Task objective ->
Transcribe, word for word, the line containing "Where can the calm" and each line following it through the end of the listing below. Omit all other lines.

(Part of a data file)
....
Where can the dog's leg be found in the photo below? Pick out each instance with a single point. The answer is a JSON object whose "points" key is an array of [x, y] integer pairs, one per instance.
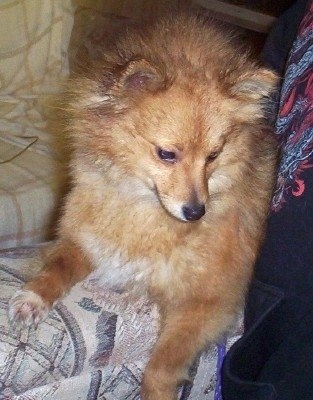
{"points": [[65, 265], [186, 330]]}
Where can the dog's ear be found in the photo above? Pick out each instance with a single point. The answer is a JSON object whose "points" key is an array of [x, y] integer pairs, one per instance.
{"points": [[255, 85], [256, 96], [140, 74]]}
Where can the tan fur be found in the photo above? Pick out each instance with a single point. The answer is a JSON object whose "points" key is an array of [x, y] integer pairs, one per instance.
{"points": [[179, 85]]}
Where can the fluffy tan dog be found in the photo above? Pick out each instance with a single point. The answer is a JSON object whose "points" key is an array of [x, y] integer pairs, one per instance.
{"points": [[172, 173]]}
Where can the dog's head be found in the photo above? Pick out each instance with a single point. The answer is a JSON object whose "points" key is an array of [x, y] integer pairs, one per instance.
{"points": [[173, 124]]}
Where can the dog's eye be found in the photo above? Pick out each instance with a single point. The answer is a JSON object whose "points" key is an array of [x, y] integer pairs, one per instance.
{"points": [[165, 155], [212, 156]]}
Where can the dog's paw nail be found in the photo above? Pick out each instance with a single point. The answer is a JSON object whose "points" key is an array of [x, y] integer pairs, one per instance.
{"points": [[27, 308]]}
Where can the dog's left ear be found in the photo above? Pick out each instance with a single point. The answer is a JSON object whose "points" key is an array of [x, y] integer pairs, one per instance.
{"points": [[255, 85], [255, 94], [140, 74]]}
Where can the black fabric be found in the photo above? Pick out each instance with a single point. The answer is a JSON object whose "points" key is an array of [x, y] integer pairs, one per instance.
{"points": [[274, 358]]}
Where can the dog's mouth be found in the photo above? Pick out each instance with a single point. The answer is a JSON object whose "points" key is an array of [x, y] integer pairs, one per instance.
{"points": [[184, 212]]}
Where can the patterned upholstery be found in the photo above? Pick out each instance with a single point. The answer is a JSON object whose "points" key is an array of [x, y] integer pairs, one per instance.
{"points": [[93, 345], [33, 61]]}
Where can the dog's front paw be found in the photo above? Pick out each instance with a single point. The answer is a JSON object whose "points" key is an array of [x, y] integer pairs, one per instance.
{"points": [[27, 308]]}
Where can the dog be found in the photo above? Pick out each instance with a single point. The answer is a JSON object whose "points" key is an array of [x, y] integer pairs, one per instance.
{"points": [[172, 170]]}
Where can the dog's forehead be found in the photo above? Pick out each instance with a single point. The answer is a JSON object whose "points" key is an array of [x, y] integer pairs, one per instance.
{"points": [[193, 117]]}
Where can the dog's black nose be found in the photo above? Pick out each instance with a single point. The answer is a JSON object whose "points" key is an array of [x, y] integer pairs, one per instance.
{"points": [[193, 212]]}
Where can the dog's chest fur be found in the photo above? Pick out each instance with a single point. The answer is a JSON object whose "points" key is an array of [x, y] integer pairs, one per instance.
{"points": [[113, 268]]}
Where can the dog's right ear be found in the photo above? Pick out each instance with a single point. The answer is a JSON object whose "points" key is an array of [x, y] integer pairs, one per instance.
{"points": [[140, 74]]}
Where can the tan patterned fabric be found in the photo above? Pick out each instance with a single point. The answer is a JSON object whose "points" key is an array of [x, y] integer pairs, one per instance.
{"points": [[33, 62], [94, 344]]}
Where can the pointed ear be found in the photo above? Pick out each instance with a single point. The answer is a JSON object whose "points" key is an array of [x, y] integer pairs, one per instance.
{"points": [[140, 74], [255, 85]]}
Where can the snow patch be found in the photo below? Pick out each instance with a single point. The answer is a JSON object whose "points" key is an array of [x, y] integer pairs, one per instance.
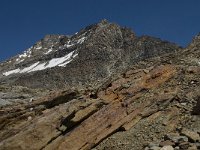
{"points": [[61, 62], [11, 72], [81, 40], [40, 47], [49, 51]]}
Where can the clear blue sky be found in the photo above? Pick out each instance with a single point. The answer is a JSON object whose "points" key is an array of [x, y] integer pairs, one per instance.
{"points": [[23, 22]]}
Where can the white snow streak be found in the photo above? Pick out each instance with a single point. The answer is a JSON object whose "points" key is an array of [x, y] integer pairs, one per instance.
{"points": [[61, 62], [11, 72]]}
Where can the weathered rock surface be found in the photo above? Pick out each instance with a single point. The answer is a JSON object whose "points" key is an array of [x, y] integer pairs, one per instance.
{"points": [[128, 93]]}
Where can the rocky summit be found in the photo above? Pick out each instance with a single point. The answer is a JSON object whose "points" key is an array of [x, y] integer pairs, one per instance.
{"points": [[103, 88]]}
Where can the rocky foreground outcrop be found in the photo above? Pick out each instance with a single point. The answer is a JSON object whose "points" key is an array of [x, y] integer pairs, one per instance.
{"points": [[152, 104]]}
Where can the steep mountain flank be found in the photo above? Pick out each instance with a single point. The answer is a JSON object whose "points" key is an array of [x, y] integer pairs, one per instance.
{"points": [[116, 91]]}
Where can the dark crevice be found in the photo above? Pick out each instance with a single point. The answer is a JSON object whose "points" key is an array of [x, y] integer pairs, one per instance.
{"points": [[196, 109], [60, 100]]}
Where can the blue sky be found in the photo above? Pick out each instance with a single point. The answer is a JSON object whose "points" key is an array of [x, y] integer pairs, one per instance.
{"points": [[24, 22]]}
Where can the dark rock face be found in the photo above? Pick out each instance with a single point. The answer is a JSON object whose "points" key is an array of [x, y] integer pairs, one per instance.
{"points": [[107, 51], [80, 92]]}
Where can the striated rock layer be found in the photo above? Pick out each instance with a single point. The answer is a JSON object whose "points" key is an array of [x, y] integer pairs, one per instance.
{"points": [[114, 91]]}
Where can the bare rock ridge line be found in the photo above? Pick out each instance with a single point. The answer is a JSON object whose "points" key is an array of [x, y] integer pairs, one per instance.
{"points": [[102, 88]]}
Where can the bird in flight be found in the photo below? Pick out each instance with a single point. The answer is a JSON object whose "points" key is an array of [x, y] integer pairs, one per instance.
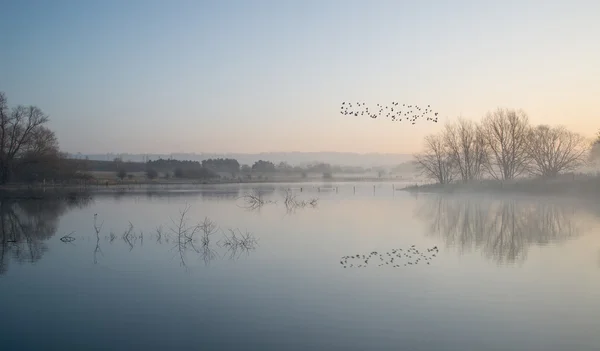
{"points": [[395, 111]]}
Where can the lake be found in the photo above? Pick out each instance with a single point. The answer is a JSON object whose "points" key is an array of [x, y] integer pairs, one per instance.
{"points": [[363, 268]]}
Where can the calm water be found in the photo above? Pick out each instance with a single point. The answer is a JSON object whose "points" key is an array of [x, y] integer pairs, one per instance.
{"points": [[508, 273]]}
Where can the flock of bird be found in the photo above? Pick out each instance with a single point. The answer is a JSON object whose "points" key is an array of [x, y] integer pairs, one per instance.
{"points": [[395, 111], [395, 258]]}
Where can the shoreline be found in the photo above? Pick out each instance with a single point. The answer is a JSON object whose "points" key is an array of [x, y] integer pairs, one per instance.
{"points": [[562, 186], [39, 191]]}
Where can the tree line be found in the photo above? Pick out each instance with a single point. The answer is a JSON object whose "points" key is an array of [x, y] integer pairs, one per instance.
{"points": [[502, 146]]}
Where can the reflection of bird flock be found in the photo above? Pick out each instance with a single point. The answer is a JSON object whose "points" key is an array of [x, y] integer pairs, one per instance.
{"points": [[396, 111], [395, 258]]}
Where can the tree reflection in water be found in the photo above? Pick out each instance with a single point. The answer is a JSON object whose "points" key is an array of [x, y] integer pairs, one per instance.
{"points": [[502, 229], [25, 225]]}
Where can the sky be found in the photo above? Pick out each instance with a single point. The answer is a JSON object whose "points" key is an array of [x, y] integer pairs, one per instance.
....
Final result ->
Where can the calm water be found in the photo above? Pick out each instance with a single point. The answer is a JSON object whose "points" key is an array of [x, y] integer pairs, one per instance.
{"points": [[508, 273]]}
Where can the flock of bird be found in the photo above? Pick out each instance with a single point. The answer is a JSON object whose "points" key is an array of [x, y] integer pairs, one per instance.
{"points": [[395, 111], [395, 258]]}
Where can the shoreline be found in the photo above? Pick out each instance with a single point. The answer is a JSON object whose "points" key is an array of [x, y] integer pairs, one per instance.
{"points": [[562, 186], [39, 191]]}
Where can the tree line be found in the photo above? Pick out each instance with a single point. The answer is a JSON object whose "points" key is an array of [x, y] integer pairs, one per instance.
{"points": [[502, 146]]}
Where can the reflection of bird flock be found in the photo above? Pick out each instance with a single point. The answer is a JSON object whose "points" key is an array of [x, y] integer pairs, one per instance.
{"points": [[396, 111], [395, 258]]}
Where can the tree reflection in water be found in the photo above? Pick out each instance with a single point. The answer is a JSON object whose "points" key is an array of [x, y] integer pairs, one per instance.
{"points": [[502, 229], [25, 225]]}
Where can the sky be found in the photo above? Pick out each instance with a single point. The answer is a JSON object whose "points" key is an array of [x, y] integer pairs, one per instance.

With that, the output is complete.